PLATEFORME 
QUEER

Droits

La Belgique est souvent considérée comme un pays pionnier au niveau des droits LGBTQIA+. Elle a en effet été le deuxième pays à légaliser le mariage entre personnes du même sexe en 2003 et a inscrit l’orientation sexuelle comme critère protégé par la législation anti-discrimination la même année. En 2017, elle a également adopté une loi permettant le changement du marqueur de genre à l’état civil sur base de l’autodétermination (même si cette loi reste critiquable et est amenée à changer, notamment à cause de sa non-reconnaissance des identités de genre non-binaires). Cependant, cela ne signifie pas que notre pays est parfait et qu’aucune discrimination n’y a lieu. Par contre, il y a bien des mesures de protection mises en place. Dès lors, quels recours légal a-t-on, en tant que personne LGBTQIA+, après avoir subi une agression ou une discrimination ? Vers quelle association ou représentant·e de la loi se tourner ? C’est ce qu’on tentera d’exposer dans cet article.

Tout d’abord, rappelons qu’en Belgique, il est illégal de discriminer une personne sur base de son orientation sexuelle (réelle ou supposée), de son identité ou de son expression de genre, de sa transidentité ou de ses caractéristiques sexuées. La loi considère qu’a lieu une discrimination “lorsqu’une personne ou un groupe qui dispose d’une caractéristique déterminée est traité·e d’une façon moins favorable que des personnes ne disposant pas de cette caractéristique." Il existe différentes formes de discrimination : discrimination directe, indirecte, harcèlement, harcèlement sexuel, injonction à discriminer ou incitation à la discrimination. Pour plus d’informations sur les différences entre chacun de ces types, vous pouvez consulter le site de l’IEFH.

J’ai été victime de discrimination parce que je suis queer, que puis-je faire ?

Plusieurs organismes sont compétents pour intervenir en cas de discrimination LGBT-phobe : la police d’un côté, Unia et l’IEFH de l’autre.

Pourquoi déposer plainte ?

Beaucoup de personnes hésitent à déposer plainte dans le cas de discriminations queerphobes, parce que les faits semblent trop “banals”, qu’iels ne veulent pas se lancer dans une procédure compliquée, ou qu’iels ne s’attendent à aucun résultat de la part de la police ou des organismes de lutte contre les discriminations. Ces raisonnements sont tous entendables. En effet, dans les cas où la victime ne peut présenter de preuves concrètes, il est rare que les signalements de discrimination puissent aboutir à une procédure en justice. Cependant, ces signalements ont tout de même une utilité :

  • Dans certains cas, l’IEFH ou Unia peuvent mettre en place des procédures alternatives à une poursuite judiciaire (par exemple, l’organisation d’une procédure de négociation)
• • • •
Tâches:
• A. Répondez à ces questions sur le texte consacré aux droits LGBTQIA+ en Belgique :
(i) En quelle année la Belgique a-t-elle légalisé le mariage entre personnes du même sexe ?
(ii) Quels organismes sont cités, à côté de la police, comme compétents en cas de discrimination LGBT-phobe ?
(iii) Quel site est indiqué pour connaître les différences entre les types de discrimination ?
• B. Renvoyez le passage du texte consacré aux droits LGBTQIA+ en Belgique, depuis « Tout d’abord, rappelons » jusqu’à « puis-je faire ? ».
• C. Énumérez toutes les formes de discrimination citées dans le texte consacré aux droits LGBTQIA+ en Belgique.
• • • •
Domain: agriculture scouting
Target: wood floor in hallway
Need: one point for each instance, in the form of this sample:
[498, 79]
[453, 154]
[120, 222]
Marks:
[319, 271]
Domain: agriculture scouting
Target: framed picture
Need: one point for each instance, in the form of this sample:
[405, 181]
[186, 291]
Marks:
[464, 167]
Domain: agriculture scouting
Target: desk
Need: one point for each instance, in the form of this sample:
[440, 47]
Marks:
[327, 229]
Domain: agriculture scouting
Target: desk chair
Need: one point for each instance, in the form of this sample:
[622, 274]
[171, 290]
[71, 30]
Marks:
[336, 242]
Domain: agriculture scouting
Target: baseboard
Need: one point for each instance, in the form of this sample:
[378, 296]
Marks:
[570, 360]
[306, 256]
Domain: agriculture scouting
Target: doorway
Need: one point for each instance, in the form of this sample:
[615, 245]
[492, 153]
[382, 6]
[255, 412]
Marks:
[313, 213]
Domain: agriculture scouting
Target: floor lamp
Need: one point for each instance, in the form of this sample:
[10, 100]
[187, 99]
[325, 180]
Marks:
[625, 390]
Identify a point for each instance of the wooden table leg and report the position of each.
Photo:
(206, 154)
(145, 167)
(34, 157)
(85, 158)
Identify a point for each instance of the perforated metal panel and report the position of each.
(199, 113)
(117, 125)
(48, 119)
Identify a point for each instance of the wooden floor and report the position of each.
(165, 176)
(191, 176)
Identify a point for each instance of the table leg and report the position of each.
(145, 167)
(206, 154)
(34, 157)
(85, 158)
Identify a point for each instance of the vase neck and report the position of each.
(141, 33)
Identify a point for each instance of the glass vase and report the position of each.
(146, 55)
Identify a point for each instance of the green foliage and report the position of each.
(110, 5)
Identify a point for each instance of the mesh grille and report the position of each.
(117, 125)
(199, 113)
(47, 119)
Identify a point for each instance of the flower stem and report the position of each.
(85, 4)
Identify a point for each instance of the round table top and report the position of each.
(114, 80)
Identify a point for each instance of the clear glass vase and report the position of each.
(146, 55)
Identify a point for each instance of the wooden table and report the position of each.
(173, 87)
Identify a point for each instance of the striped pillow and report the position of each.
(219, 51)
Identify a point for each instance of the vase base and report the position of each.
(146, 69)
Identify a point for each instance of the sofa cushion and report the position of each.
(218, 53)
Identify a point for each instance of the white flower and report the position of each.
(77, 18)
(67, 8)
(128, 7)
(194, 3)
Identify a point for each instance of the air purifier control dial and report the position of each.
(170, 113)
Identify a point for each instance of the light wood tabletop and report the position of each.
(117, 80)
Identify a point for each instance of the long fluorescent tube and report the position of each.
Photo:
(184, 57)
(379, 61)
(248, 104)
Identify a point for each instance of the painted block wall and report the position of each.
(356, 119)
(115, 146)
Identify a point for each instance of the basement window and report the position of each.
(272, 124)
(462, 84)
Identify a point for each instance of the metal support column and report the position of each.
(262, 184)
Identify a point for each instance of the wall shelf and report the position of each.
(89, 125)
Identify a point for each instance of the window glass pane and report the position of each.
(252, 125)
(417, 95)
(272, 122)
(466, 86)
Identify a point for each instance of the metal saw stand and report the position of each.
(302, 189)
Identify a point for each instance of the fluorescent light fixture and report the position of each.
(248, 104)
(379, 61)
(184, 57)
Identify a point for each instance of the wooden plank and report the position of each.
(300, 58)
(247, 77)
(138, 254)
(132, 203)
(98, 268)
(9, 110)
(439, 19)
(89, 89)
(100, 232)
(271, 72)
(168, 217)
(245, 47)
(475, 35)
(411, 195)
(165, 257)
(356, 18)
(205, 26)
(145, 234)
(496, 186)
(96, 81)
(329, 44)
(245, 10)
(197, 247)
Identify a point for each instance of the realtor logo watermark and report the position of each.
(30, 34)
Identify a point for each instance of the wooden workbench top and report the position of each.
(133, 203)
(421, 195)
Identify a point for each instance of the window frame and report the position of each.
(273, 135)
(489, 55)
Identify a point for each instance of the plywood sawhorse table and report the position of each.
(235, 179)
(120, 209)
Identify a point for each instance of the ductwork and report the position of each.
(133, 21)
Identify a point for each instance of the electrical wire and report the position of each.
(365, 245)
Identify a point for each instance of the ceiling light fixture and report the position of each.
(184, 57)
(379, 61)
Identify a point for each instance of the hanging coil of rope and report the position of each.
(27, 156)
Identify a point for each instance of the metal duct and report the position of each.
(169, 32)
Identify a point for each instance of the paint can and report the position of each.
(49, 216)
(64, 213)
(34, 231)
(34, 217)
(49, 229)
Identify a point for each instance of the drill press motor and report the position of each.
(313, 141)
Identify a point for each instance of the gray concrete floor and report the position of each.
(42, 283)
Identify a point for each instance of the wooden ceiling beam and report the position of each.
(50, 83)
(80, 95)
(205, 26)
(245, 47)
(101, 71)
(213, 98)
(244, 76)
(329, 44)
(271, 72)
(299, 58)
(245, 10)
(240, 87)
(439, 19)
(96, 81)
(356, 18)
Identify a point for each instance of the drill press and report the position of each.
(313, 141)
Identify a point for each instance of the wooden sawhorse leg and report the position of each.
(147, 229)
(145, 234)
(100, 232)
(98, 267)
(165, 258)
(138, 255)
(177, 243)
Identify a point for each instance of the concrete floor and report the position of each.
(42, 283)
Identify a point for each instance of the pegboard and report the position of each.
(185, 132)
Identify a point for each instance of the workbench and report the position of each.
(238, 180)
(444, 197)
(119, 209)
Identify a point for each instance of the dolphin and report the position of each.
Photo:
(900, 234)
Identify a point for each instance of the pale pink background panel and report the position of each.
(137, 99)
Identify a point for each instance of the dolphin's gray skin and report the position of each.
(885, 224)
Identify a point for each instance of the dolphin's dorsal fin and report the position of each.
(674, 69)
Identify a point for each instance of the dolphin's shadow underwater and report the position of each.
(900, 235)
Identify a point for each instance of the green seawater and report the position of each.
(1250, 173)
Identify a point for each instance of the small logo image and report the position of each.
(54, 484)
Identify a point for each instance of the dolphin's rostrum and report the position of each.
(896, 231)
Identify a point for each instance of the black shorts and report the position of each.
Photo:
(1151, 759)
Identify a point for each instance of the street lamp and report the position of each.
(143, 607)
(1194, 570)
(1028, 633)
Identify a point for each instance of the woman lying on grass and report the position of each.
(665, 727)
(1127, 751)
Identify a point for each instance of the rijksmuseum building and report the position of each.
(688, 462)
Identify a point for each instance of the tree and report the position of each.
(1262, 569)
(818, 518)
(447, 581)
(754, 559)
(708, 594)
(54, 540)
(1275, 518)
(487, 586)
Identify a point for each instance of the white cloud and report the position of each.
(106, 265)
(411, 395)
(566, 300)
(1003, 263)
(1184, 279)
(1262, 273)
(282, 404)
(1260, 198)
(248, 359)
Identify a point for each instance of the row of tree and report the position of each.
• • • •
Réponses par tâche:
• A.
(i) En 2003.
(ii) Unia et l’IEFH.
(iii) Le site de l’IEFH.

• B.
Tout d’abord, rappelons qu’en Belgique, il est illégal de discriminer une personne sur base de son orientation sexuelle (réelle ou supposée), de son identité ou de son expression de genre, de sa transidentité ou de ses caractéristiques sexuées. La loi considère qu’a lieu une discrimination “lorsqu’une personne ou un groupe qui dispose d’une caractéristique déterminée est traité·e d’une façon moins favorable que des personnes ne disposant pas de cette caractéristique." Il existe différentes formes de discrimination : discrimination directe, indirecte, harcèlement, harcèlement sexuel, injonction à discriminer ou incitation à la discrimination. Pour plus d’informations sur les différences entre chacun de ces types, vous pouvez consulter le site de l’IEFH.

J’ai été victime de discrimination parce que je suis queer, que puis-je faire ?

• C.
- discrimination directe
- discrimination indirecte
- harcèlement
- harcèlement sexuel
- injonction à discriminer
- incitation à la discrimination